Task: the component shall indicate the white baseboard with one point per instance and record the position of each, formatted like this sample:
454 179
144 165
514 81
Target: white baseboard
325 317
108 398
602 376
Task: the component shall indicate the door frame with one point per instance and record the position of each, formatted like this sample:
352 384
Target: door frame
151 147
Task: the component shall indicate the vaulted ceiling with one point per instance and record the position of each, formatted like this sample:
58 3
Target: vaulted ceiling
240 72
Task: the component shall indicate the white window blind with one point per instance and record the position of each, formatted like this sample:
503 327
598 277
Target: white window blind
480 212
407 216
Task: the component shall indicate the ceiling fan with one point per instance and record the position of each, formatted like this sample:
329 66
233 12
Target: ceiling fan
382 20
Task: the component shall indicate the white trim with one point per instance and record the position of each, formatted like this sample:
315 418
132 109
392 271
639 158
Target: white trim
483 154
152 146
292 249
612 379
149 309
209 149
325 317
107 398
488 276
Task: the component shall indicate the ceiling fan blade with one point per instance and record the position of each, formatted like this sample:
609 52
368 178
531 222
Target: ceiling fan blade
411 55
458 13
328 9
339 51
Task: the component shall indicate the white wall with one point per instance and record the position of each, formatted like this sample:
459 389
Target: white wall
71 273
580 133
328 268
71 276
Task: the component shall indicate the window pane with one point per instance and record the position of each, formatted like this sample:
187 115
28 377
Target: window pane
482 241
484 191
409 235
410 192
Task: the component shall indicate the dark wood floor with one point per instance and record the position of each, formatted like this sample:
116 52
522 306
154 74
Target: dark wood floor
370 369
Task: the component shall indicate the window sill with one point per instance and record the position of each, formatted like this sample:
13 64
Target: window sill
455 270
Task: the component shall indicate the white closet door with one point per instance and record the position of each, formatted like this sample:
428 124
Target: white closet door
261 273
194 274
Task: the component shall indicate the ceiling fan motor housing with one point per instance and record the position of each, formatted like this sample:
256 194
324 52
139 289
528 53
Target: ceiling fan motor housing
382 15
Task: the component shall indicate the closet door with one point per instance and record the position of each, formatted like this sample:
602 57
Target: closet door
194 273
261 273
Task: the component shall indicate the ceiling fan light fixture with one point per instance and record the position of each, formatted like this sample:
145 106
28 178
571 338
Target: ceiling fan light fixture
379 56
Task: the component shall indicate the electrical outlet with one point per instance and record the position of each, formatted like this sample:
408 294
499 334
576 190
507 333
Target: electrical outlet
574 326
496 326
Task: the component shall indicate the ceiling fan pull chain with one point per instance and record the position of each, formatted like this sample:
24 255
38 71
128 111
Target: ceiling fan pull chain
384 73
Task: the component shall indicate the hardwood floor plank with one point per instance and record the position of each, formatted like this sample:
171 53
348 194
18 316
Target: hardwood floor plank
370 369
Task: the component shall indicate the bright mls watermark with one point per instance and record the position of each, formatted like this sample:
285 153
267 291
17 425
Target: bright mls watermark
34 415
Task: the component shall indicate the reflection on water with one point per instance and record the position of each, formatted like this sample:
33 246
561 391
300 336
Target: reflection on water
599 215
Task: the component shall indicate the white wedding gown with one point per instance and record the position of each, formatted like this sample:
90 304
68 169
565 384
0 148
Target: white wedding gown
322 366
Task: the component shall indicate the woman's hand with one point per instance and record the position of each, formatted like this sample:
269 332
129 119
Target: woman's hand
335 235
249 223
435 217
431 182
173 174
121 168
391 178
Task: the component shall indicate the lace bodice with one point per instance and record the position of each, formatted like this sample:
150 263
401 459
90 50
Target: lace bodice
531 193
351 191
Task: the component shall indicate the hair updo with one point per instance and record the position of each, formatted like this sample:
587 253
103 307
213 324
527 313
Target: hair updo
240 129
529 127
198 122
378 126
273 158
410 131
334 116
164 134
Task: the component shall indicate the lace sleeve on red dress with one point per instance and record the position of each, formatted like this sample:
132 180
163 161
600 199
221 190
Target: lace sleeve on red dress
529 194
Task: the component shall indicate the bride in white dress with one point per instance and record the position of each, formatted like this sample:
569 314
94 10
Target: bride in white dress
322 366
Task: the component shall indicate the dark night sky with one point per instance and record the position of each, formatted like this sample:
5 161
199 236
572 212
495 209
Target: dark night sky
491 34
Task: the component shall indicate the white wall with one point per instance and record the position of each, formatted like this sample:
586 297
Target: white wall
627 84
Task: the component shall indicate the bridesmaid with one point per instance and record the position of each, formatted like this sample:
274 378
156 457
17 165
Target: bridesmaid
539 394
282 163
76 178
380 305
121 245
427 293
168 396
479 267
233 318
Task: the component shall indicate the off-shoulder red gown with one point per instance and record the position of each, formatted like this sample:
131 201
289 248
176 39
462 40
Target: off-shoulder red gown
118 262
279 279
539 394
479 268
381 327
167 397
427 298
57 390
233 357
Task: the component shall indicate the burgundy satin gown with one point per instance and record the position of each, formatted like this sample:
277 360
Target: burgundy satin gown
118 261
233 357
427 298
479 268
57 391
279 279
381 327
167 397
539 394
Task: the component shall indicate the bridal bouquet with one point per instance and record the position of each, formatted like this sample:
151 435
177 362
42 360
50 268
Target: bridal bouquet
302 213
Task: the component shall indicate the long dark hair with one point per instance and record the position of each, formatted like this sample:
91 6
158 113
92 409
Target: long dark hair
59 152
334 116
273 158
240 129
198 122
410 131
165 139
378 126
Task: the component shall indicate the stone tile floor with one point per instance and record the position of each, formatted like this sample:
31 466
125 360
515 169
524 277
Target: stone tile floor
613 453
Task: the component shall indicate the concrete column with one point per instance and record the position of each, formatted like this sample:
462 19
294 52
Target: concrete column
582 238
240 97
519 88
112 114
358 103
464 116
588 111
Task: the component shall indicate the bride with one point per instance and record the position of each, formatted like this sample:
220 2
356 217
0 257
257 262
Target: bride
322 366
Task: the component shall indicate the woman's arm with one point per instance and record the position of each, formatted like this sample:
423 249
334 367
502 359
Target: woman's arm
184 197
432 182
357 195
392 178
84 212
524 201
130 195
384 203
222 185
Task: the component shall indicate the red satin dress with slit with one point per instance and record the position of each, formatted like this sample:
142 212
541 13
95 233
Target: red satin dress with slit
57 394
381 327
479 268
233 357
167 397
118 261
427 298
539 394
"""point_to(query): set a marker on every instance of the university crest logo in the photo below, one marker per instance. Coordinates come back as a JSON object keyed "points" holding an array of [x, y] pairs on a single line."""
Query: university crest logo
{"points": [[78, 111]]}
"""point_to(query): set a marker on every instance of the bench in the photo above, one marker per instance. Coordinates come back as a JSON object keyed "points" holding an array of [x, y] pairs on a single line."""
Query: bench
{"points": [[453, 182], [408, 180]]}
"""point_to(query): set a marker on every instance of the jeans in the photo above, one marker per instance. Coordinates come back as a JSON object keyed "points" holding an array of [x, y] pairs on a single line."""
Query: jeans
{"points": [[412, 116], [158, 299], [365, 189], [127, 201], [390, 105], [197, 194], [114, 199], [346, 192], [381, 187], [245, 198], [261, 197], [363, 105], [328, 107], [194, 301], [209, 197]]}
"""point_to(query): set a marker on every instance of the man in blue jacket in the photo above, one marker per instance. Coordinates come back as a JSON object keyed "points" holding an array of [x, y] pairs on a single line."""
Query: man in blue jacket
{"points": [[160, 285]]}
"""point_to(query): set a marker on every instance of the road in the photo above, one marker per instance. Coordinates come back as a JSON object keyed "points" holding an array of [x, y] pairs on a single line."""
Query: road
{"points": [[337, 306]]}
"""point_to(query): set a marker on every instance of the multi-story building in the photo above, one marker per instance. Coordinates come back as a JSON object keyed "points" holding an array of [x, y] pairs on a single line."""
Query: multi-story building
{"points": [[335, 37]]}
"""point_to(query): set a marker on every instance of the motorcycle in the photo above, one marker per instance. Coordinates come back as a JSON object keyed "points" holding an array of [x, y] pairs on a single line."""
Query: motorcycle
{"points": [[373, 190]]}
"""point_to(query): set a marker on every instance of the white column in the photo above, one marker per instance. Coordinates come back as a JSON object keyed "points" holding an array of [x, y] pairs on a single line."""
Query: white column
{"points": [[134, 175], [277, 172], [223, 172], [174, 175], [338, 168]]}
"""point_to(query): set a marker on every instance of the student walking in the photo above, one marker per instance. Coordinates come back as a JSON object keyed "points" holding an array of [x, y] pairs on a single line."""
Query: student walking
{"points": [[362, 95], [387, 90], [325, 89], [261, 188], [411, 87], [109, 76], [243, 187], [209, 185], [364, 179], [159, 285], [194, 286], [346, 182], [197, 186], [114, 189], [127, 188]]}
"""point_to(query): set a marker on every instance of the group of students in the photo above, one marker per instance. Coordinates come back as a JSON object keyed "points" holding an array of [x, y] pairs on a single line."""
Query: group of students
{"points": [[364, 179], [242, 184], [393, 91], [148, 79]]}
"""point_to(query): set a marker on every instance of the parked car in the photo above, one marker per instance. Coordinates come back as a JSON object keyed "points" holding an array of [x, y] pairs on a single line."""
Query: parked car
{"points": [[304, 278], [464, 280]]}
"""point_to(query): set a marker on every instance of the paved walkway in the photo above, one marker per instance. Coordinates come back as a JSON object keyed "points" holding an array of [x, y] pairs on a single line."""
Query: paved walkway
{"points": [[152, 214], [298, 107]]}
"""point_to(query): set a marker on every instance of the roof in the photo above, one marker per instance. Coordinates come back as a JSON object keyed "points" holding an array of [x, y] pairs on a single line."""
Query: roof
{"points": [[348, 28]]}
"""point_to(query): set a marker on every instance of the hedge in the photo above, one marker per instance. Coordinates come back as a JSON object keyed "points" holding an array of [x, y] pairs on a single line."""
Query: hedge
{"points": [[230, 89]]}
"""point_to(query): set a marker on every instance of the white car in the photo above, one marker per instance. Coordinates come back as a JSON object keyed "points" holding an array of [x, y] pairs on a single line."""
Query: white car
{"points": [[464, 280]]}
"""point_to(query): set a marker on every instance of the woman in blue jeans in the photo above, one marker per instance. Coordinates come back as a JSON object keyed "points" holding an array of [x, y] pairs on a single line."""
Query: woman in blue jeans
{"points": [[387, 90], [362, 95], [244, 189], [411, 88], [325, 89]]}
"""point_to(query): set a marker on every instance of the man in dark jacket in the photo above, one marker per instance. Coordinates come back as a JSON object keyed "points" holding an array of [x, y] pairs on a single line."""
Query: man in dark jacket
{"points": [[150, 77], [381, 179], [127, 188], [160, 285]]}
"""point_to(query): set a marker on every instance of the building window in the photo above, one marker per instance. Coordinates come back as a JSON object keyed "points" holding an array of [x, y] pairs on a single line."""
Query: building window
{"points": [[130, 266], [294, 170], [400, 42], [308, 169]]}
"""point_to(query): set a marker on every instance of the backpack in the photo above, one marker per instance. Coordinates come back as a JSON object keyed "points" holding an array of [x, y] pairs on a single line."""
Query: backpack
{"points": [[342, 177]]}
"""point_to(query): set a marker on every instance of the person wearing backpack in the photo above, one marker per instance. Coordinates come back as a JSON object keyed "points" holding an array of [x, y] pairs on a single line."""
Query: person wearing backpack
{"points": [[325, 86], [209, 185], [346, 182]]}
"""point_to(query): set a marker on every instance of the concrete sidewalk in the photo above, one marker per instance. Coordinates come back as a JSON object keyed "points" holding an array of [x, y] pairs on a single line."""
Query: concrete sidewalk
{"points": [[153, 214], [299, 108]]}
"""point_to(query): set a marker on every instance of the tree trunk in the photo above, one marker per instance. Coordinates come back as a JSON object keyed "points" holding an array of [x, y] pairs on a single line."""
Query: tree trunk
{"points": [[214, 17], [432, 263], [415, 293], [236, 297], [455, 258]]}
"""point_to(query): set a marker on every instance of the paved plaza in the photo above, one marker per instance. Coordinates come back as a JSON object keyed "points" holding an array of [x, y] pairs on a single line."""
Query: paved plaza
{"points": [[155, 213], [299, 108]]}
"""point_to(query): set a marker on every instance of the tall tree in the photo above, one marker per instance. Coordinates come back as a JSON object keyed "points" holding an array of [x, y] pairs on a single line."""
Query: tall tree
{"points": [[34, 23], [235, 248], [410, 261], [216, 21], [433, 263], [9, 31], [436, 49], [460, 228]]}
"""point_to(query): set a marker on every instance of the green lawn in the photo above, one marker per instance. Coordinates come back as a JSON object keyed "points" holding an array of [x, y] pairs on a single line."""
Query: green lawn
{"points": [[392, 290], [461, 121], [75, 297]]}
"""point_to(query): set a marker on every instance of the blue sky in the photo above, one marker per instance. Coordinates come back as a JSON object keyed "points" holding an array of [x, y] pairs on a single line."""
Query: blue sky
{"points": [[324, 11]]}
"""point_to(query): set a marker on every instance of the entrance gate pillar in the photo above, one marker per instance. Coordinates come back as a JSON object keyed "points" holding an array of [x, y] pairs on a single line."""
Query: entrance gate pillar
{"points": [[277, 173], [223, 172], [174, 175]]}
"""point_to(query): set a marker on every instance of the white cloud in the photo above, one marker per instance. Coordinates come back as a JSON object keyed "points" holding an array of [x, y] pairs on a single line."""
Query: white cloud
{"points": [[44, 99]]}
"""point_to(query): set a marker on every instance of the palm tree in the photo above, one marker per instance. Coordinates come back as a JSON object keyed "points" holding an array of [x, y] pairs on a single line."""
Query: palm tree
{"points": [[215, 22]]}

§ WORK INSTRUCTION
Taking the line that contains "Query: entrance gate pillar" as the starting point, copy every line through the end of the listing exactly, and write nothing further.

§ TASK ANSWER
Query: entrance gate pillar
{"points": [[277, 173], [223, 172], [174, 175]]}
"""point_to(query): set a marker on every instance of the white cloud in the photo above, one marker per instance. Coordinates come back as a JSON object keyed "points" holding an array of [x, y] pairs on a single line."""
Query: white cloud
{"points": [[44, 99]]}
"""point_to(query): set a marker on every instance of the palm tree in the photo above, one marker per instance. Coordinates come back as a JSON object keyed "points" holding an array of [x, y] pairs on a single line."""
Query: palm tree
{"points": [[215, 22]]}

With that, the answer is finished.